What you will do: How does the summary of Harry Browne's freedom principles below define freedom?

HOW I FOUND FREEDOM IN AN UNFREE WORLD
Harry Browne's Freedom Principles
-Summarized By Grandpa & F. Mann
Harry Browne, deceased, was a Libertarian and prototype PT. He was a personal friend & greatly admired by Grandpa. Here are some of Harry Browne's ideas as expressed in his book HOW I FOUND FREEDOM IN AN UNFREE WORLD:
Freedom is living your life as you want to live it.
Anyone can break free & enjoy a high degree of freedom immediately.
But some things stand in our way. These are mental attitudes that can be overcome:
Hoping to be free, many people want to “save the world.” They engage in continual social combat, joining movements, urging political action, writing letters to editors and Congressmen, and educating or persuading people. They hope that someday it will all prove to have been worthwhile.
But as the years go by, they gain no happiness and see little change. Small victories are won, but defeat sets them back. The world continues on its path to wherever it’s going. Until they die, hopeful do-gooders remain enslaved...
Their plans, their movements, their crusades none of these things have worked. And so the un-free man continues to babble, to dream, to complain & condemn, and to remain exactly where he is.
Is there a better way to find freedom in an unfree world?
Yes!
There’s a way that depends entirely upon you choosing the P.T. path for yourself. At a stroke, you can begin to live your life as you want to live it no matter what others decide to do with their lives.
By trying to change, lead, or influence others, you’re always trying to accomplish something that is out of your control. On the other hand, you can use methods completely under your control to free yourself from a stroke.
There are two basic reasons why most people remain enslaved:
1) They’re unaware of the many options and alternatives available to them; 2) They accept without certain challenge assumptions that restrict their freedom.
2)These are the “assumptions traps.” As long as you don’t challenge these assumptions, they can keep you enslaved.
If you want to increase your freedom, Grandpa’s book, Bye Bye Big Brother, is a must-read. Harry said: “I don’t know of any other books that even come close to providing you with such powerful self-liberating information.”
Harry's brief overview:
Traps
Identity Trap #1: The belief that you should be someone other than yourself. You need to be true to yourself. Find out who you are; be yourself; do things your own way.
Identity Trap #2: The assumption that others can be convinced to do things the way you would. You can’t control others. You can only control how you perceive and deal with them. Harry Browne says, "You can have tremendous control over your life, but you give up that control when you try to control others—or let others control you."
Morality Trap: The belief that you must obey a moral code or religion created by someone else. In order to become more competent (and free), you need to strengthen your understanding of the links between your actions and their consequences. Morality is basically a set of very general rules concerning what to do and what not to do. Blindly using someone else’s moral code tends to reduce your competence because it prevents the forming of proper cognitive links between actions and consequences. To be free, you can and must create your own moral code.

[Point-labeling examples]
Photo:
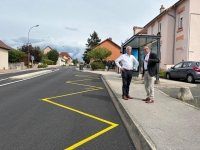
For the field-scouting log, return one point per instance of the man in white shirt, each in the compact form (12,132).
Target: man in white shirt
(127,68)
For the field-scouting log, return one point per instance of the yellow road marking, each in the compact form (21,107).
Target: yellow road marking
(113,125)
(93,88)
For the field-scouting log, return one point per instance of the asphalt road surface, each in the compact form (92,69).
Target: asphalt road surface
(64,109)
(173,92)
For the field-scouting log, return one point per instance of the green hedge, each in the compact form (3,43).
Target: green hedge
(97,65)
(162,73)
(47,61)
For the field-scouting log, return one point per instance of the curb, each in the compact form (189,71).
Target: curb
(139,137)
(25,76)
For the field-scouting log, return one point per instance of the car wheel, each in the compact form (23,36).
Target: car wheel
(190,78)
(168,76)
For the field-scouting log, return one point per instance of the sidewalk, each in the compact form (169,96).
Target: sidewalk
(166,124)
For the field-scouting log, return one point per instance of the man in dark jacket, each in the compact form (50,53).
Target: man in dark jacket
(149,71)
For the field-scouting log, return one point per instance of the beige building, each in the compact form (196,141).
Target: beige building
(4,55)
(47,49)
(66,57)
(178,26)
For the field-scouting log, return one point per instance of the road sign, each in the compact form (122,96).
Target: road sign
(32,57)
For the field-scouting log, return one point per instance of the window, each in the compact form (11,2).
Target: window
(187,64)
(159,27)
(152,30)
(180,21)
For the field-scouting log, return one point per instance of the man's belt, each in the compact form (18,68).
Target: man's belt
(128,70)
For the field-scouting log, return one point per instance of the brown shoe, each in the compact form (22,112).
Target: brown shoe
(146,99)
(124,97)
(129,97)
(150,101)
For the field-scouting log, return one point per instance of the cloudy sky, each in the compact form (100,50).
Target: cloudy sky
(66,25)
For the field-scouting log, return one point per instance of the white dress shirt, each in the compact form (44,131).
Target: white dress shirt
(128,62)
(146,63)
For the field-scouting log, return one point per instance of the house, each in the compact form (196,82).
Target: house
(66,56)
(4,55)
(112,46)
(47,49)
(178,26)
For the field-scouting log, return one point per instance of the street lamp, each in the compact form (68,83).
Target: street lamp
(28,44)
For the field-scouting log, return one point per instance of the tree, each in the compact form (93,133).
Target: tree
(75,61)
(15,56)
(34,51)
(91,42)
(100,53)
(53,55)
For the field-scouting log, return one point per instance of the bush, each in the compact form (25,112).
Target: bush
(47,61)
(162,73)
(97,65)
(43,66)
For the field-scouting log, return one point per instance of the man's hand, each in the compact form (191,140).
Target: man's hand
(122,69)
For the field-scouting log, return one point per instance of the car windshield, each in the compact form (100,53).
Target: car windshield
(198,64)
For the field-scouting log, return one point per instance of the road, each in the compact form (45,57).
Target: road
(64,109)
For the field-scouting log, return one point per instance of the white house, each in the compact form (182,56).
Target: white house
(4,55)
(178,26)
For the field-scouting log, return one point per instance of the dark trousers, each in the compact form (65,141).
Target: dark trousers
(126,80)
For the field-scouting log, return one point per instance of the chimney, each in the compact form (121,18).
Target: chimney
(162,8)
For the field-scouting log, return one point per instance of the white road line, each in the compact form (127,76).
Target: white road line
(4,79)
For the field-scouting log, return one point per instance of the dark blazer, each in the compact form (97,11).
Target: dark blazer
(152,64)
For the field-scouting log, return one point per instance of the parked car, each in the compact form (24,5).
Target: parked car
(187,70)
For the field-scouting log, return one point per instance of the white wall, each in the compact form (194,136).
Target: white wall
(3,58)
(194,32)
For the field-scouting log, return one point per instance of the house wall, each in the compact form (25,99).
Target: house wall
(4,58)
(166,41)
(186,43)
(194,32)
(181,35)
(114,49)
(47,49)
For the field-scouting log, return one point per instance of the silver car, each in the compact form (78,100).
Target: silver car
(187,70)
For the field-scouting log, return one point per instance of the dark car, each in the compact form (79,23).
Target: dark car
(187,70)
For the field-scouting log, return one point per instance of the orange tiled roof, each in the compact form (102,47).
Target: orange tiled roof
(4,46)
(62,54)
(108,39)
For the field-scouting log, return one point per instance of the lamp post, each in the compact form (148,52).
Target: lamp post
(28,44)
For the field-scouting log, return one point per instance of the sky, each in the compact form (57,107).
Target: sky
(65,25)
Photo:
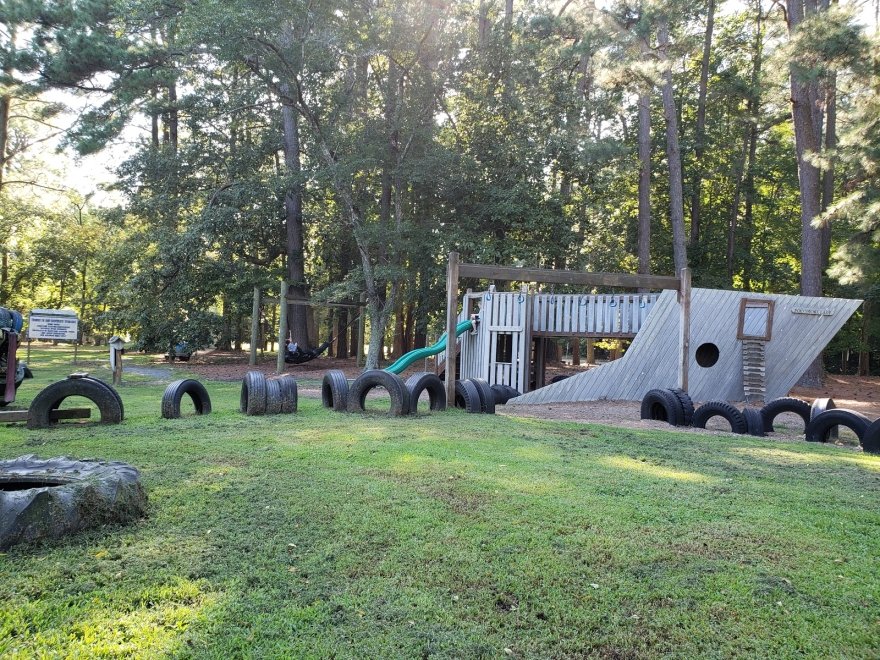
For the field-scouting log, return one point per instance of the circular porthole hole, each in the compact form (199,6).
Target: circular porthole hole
(707,354)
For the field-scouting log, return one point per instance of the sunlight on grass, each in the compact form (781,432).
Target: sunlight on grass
(626,463)
(784,456)
(145,623)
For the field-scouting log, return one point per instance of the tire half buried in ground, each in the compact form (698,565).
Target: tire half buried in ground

Complete answer: Freedom is living your life as you want to live it.